**Document**:
>>

No matter where you go, you run into people with the same problem—time.
Whether you're a small business owner, or run a big company, it's all about time, and getting things done.
A lot of time saving can be done without too much effort on your part, and by simply using software.
Software that does very smart stuff is what we all need.
In this episode Sean lists three core areas where he uses software to save time.
Part 1: How to handle repetitive tasks
Part 2: What are the factors of communication
Part 3: How to store all your ideas
Right click here and ‘save as' to download this episode to your computer.
This is The 3 Month Vacation and I'm Sean D'Souza.
It was almost the end of the Second World War when Boeing came out with a plane that was called the B-29. It was the first ever high-altitude bomber. It could fly at over 22,000 feet. It's one thing to have a plane that can fly at such heights, but you also have to be able to predict what's going to happen to the plane at that height. These planes they were at a Pacific air base and 2 Air Force meteorologists were given the job to prepare wind forecast so that they could figure out how they could get that plane going in that height. Using the information that they had, they decided that the speed was 168 knots.
However, their commanding officer could not believe the forecast. He thought that they had overestimated the speed of the wind. He thought it was too high. However, on the very next day the B-29 pilots reported wind speeds of 170 knots and that moment in time was when the jet stream was discovered. The question is how do you get to jet stream, because when we look at very successful people what we're seeing is that they're flying at these very high altitudes at very high speeds. While our lives might be completely different from these people, what we have in common is the factor of time. They have the same 24 hours as we do and they make use of their time.
Today I'm going to talk about time yet again, but this time I'm going to focus on software. We're going to look at how software can make your life a lot better and a lot quicker and, of course, you have more time to do the things that you really want to do. In today's broadcast we're going to cover 3 elements. One is repetitive tasks; the second is tasks that involve communication; and the third one which is tasks that involve storage in finding things. This is where we come to a fork in the road because many of you might be using a PC and I'm using a Mac and I switched from a PC to Mac in 2008 and I have never looked back.
There is going to be some overlap. You're going to get some of the software that is available both in PC and Mac, but what you've got to understand is the concept. The concept is more about repetitive, about communication and storage software. You'll find that on a PC. Don’t be too stressed out that this is like a Mac presentation. Let's start off with the first one, which is the repetitive task that I have to do every day.

<<

**Written instruction**: According to the episode transcript, what wind speed did the B-29 pilots report the day after the forecast?

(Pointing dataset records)
>>

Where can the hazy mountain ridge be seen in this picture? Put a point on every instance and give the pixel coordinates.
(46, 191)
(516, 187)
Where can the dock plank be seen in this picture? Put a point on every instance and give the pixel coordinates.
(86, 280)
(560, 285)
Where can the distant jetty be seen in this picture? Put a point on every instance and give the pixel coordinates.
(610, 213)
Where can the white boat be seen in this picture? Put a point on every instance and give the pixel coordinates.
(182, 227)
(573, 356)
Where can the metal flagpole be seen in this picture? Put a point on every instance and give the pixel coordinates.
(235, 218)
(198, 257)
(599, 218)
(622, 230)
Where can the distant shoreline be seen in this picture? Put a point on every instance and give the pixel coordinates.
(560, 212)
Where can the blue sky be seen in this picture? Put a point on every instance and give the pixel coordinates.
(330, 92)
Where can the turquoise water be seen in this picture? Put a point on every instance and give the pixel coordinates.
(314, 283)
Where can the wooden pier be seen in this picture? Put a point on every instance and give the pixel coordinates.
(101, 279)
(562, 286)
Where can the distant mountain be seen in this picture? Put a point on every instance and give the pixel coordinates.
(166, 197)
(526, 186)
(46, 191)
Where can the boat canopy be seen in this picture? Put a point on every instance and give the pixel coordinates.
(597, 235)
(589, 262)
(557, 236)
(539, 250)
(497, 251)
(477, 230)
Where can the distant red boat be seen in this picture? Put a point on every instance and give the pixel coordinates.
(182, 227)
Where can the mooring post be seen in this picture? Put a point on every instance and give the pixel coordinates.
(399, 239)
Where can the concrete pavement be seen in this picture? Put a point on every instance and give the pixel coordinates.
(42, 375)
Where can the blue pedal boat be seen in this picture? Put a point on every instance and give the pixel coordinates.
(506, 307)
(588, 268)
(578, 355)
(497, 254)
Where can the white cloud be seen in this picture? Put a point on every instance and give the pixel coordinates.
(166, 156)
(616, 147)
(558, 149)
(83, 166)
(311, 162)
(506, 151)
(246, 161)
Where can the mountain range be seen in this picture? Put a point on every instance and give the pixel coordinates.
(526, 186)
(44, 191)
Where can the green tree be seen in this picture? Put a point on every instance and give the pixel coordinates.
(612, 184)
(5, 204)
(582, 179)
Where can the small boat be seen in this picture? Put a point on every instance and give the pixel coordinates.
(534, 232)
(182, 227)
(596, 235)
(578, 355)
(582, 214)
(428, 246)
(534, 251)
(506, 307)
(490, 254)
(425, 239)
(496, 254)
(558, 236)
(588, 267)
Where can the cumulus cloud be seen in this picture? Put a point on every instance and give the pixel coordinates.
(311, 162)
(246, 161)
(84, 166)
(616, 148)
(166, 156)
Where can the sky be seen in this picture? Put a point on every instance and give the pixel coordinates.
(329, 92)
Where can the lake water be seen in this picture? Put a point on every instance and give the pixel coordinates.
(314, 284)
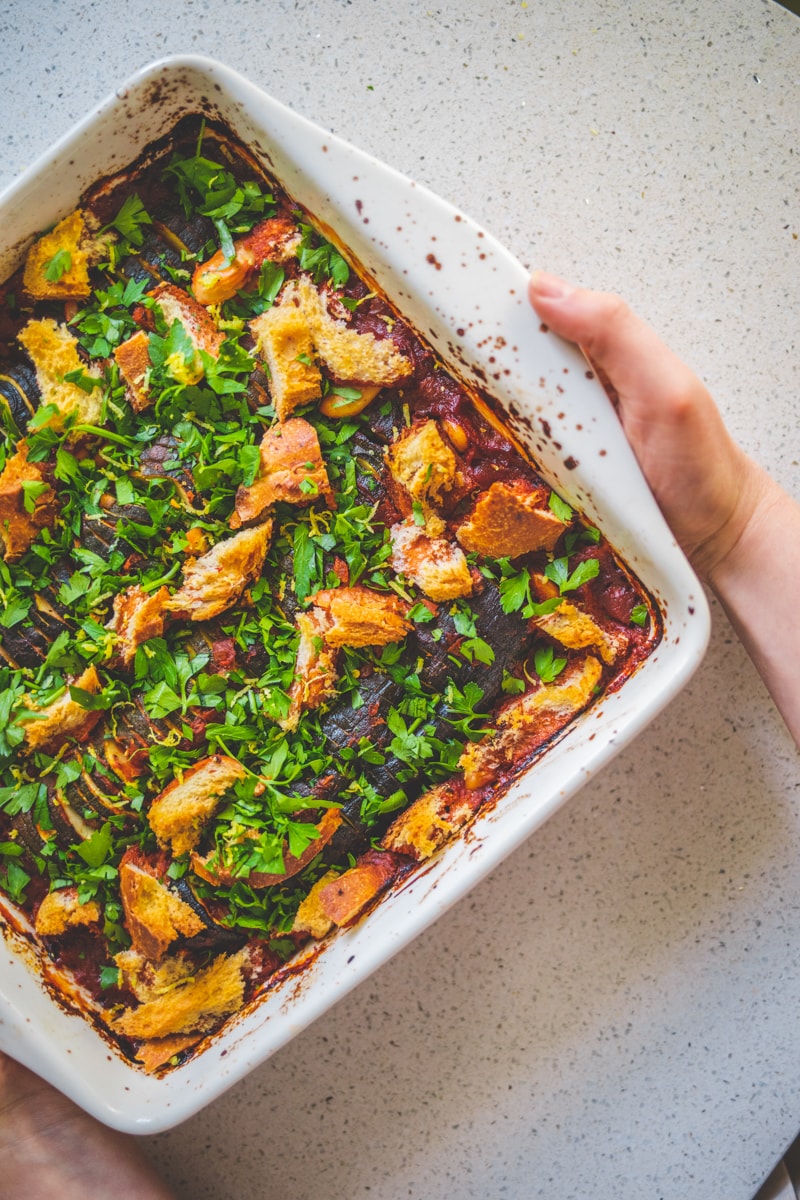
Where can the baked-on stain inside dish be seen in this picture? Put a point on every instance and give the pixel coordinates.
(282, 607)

<<
>>

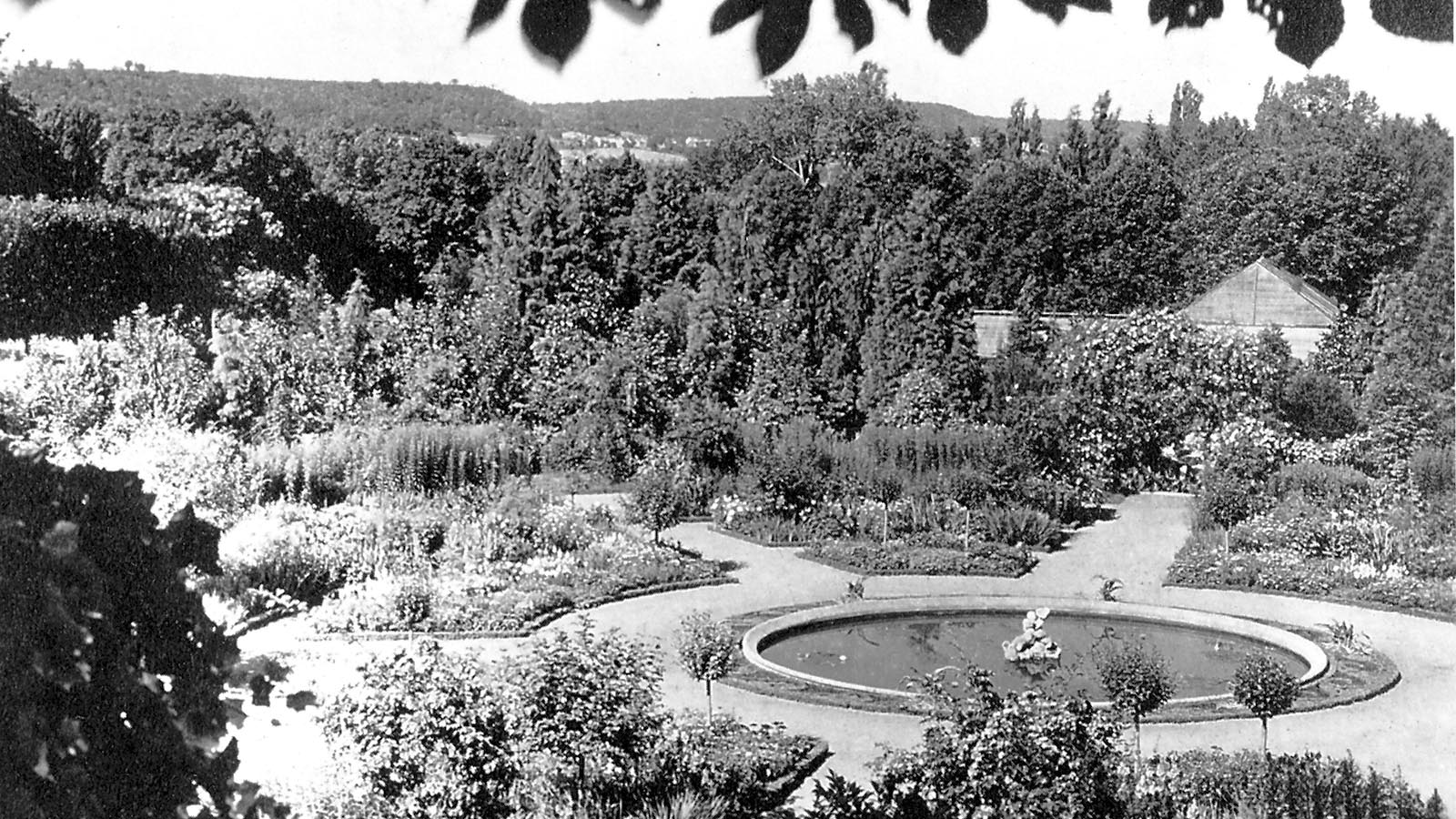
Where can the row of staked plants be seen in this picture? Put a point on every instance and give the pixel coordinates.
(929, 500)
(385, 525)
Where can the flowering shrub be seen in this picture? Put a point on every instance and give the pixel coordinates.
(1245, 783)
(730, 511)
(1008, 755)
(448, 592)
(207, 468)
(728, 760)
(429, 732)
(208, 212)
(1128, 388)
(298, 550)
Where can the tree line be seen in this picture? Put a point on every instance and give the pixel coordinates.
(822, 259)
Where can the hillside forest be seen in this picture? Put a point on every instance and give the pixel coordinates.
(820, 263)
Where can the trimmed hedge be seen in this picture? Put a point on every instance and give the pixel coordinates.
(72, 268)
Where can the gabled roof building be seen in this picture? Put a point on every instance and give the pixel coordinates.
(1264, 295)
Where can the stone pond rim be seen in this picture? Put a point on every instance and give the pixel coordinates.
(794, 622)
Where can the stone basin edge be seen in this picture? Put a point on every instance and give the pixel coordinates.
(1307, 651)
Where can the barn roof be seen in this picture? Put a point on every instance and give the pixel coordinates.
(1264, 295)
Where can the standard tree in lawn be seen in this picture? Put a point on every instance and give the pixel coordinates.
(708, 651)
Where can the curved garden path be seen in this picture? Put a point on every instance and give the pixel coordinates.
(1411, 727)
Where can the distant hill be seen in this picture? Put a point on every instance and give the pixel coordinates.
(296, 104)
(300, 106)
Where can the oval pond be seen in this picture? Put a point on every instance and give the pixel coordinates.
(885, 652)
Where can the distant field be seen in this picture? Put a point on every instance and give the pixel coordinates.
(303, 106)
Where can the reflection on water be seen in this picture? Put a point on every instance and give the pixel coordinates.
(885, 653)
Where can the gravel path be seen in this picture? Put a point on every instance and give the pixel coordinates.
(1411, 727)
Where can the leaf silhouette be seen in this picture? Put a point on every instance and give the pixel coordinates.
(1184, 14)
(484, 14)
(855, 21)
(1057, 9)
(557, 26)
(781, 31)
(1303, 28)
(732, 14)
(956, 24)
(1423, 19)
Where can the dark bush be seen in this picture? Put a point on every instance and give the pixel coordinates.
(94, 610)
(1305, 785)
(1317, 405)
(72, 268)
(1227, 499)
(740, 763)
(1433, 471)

<<
>>

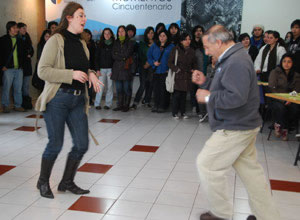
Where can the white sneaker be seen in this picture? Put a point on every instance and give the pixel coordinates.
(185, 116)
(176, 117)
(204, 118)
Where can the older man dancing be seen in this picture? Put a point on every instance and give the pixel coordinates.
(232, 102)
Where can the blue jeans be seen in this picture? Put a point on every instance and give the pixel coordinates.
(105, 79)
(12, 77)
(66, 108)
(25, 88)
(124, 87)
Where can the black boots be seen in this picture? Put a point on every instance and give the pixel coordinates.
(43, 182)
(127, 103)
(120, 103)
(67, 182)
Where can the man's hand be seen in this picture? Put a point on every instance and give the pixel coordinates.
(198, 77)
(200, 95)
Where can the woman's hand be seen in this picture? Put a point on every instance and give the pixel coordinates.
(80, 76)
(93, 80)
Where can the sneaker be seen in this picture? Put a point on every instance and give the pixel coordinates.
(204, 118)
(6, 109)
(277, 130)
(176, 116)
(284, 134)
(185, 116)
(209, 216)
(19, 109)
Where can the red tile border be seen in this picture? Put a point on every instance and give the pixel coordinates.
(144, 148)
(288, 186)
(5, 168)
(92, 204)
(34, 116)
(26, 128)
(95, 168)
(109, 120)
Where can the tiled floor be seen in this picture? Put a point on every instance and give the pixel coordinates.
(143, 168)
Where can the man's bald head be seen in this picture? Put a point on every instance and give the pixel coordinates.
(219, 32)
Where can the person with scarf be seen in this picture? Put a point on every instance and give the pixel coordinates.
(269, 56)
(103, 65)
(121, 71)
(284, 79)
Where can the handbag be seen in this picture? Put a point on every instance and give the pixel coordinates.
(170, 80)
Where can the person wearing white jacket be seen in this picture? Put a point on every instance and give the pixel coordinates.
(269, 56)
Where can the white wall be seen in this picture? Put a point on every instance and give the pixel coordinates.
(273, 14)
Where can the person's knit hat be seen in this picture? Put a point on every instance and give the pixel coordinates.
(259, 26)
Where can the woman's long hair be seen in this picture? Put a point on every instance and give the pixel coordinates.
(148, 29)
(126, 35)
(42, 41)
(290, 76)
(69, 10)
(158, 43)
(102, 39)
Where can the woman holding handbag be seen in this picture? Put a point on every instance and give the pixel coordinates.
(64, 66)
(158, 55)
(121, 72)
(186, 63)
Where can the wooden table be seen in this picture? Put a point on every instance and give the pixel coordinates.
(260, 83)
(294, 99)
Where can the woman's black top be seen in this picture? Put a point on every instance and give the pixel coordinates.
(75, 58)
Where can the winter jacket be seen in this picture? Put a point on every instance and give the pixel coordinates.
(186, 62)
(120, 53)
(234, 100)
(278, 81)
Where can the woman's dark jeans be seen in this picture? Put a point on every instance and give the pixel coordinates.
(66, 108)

<<

**Output of the task**: 170 knots